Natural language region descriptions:
● ● ● ●
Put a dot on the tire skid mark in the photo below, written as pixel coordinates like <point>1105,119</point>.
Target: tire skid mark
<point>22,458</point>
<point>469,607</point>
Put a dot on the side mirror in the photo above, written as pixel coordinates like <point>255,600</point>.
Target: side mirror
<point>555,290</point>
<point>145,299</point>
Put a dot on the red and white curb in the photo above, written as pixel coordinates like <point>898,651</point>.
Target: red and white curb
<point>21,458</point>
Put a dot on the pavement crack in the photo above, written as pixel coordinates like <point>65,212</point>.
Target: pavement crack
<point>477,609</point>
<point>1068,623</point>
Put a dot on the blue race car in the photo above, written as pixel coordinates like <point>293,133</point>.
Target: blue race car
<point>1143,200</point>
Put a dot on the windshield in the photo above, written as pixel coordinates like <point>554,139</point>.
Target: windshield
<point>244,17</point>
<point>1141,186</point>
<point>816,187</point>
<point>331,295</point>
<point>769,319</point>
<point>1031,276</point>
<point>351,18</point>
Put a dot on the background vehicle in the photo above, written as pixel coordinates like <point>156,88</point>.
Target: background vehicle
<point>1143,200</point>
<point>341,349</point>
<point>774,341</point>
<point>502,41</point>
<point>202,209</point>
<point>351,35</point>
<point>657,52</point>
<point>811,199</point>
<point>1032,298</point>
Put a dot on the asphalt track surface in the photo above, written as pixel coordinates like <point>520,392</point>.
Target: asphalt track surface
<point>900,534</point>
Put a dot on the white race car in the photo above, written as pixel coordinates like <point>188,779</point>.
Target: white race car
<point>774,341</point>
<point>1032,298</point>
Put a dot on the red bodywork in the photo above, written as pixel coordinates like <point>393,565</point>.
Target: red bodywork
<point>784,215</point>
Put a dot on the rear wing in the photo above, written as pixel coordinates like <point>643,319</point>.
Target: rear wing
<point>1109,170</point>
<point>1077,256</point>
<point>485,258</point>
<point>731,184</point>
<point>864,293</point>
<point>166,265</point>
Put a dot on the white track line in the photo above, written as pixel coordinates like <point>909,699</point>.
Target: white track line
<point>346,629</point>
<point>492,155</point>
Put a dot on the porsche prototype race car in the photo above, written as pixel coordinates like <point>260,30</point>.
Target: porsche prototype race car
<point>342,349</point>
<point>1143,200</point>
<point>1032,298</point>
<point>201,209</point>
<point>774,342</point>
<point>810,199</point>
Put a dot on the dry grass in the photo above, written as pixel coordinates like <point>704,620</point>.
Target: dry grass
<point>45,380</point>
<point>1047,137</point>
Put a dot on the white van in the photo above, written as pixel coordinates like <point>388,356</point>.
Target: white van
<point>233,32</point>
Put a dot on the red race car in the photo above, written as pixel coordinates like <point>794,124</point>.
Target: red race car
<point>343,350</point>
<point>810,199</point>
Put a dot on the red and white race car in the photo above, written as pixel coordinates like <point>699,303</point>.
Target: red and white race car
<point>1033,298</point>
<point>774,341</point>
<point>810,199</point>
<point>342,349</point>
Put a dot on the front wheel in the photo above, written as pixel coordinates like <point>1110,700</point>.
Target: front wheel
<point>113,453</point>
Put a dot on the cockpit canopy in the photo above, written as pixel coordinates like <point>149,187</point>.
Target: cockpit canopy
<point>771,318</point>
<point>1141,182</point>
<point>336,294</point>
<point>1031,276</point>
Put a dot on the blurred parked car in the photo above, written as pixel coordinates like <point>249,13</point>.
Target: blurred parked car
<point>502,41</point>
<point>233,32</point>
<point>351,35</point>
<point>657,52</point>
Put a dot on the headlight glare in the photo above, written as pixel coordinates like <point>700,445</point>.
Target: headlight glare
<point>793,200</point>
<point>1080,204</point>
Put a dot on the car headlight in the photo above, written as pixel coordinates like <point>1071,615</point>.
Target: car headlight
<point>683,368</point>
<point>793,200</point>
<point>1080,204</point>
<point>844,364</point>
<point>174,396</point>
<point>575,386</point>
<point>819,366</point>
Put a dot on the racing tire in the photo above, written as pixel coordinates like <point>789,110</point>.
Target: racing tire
● ● ● ●
● Exercise brief: The goal is a faithful transcription of every entry above.

● Result of this exercise:
Put a dot on the tire skid mark in the photo below, written as pixel coordinates like <point>1105,119</point>.
Target: tire skid mark
<point>22,458</point>
<point>469,607</point>
Put a dot on the side mirror in the photo above, written as pixel coordinates like <point>255,600</point>.
Target: side mirror
<point>555,290</point>
<point>145,299</point>
Put a dot on the red and white curb in the photo above, written as pixel coordinates like <point>898,651</point>.
Target: red and white curb
<point>21,458</point>
Put a dot on the pavement crack in the photo above, written as pixel coordinates like <point>65,212</point>.
Target: pavement crack
<point>477,609</point>
<point>1068,623</point>
Put a dot on the blue race car in the photo above, written as pixel coordinates like <point>293,133</point>.
Target: blue race car
<point>1143,200</point>
Put a dot on the windshield in the photo above, written as pixel coordinates like <point>554,139</point>.
Target: windshield
<point>244,17</point>
<point>1141,186</point>
<point>816,187</point>
<point>331,295</point>
<point>769,319</point>
<point>1031,276</point>
<point>351,18</point>
Put a dot on the background vehicle in the photo above, written as pixel coordinates like <point>156,88</point>.
Target: background vehicle
<point>1143,200</point>
<point>341,349</point>
<point>774,341</point>
<point>502,41</point>
<point>202,209</point>
<point>351,35</point>
<point>657,52</point>
<point>811,199</point>
<point>1032,298</point>
Put a dot on the asphalt track surface in the photo above, written as pixel coordinates like <point>520,392</point>.
Target: asphalt track surface
<point>900,534</point>
Put a dot on the white race car in the photo above, written as pixel coordinates like <point>188,779</point>.
Target: white race car
<point>774,341</point>
<point>1032,298</point>
Put a dot on the red bodywork in the photo above, written as pixel coordinates like <point>393,565</point>.
Target: red bodywork
<point>784,215</point>
Put a dot on the rear wing in the photo above, written as pixel coordinates like <point>643,319</point>.
Target: rear wing
<point>1109,170</point>
<point>1077,256</point>
<point>485,258</point>
<point>731,184</point>
<point>864,293</point>
<point>166,265</point>
Put a dot on the white track line in the photo above, written as pixel coordinates like <point>909,699</point>.
Target: white track line
<point>346,629</point>
<point>492,155</point>
Put a dot on the porsche prototype race car in the photo above, written as pixel coordinates like <point>260,30</point>.
Target: porsche prototype race car
<point>342,349</point>
<point>1143,200</point>
<point>1032,298</point>
<point>201,209</point>
<point>774,342</point>
<point>810,199</point>
Put a dot on the dry grass in the photo above, written as pixel coordinates like <point>704,620</point>.
Target: dry grass
<point>45,380</point>
<point>1047,137</point>
Put a dot on the white van in the photo above, written as pixel coordinates like <point>388,356</point>.
Target: white van
<point>233,32</point>
Put a dot on the red race car in the photo above, written as pixel coordinates like <point>794,124</point>.
Target: red race car
<point>343,350</point>
<point>810,199</point>
Put a dot on the red and white race car in the photo above, written as pixel coordinates like <point>699,303</point>.
Target: red and white race car
<point>1033,298</point>
<point>774,341</point>
<point>810,199</point>
<point>342,349</point>
Put a dot on the front wheel in the photo above, written as pixel coordinates like <point>1110,700</point>.
Target: front wheel
<point>113,453</point>
Put a dot on the cockpit canopy in the photo above, written as pixel coordinates like <point>149,187</point>.
Target: cockpit canopy
<point>771,318</point>
<point>1141,182</point>
<point>336,294</point>
<point>1031,276</point>
Put a dot on the blurred parked car in the photo above, written as pixel coordinates like <point>249,13</point>.
Target: blurred parked car
<point>502,41</point>
<point>233,32</point>
<point>351,35</point>
<point>657,52</point>
Put a dot on the headlight glare in the photo above, written as pixel coordinates like <point>700,445</point>.
Target: headlight glare
<point>793,200</point>
<point>1080,204</point>
Put a dot on the car headlight in the photo above, written as pixel coordinates like <point>1071,615</point>.
Target: car headlight
<point>683,368</point>
<point>793,200</point>
<point>1080,204</point>
<point>844,364</point>
<point>174,396</point>
<point>575,386</point>
<point>819,366</point>
Put a dot on the racing tire in the photo above, written as pixel coordinates like <point>789,110</point>.
Target: racing tire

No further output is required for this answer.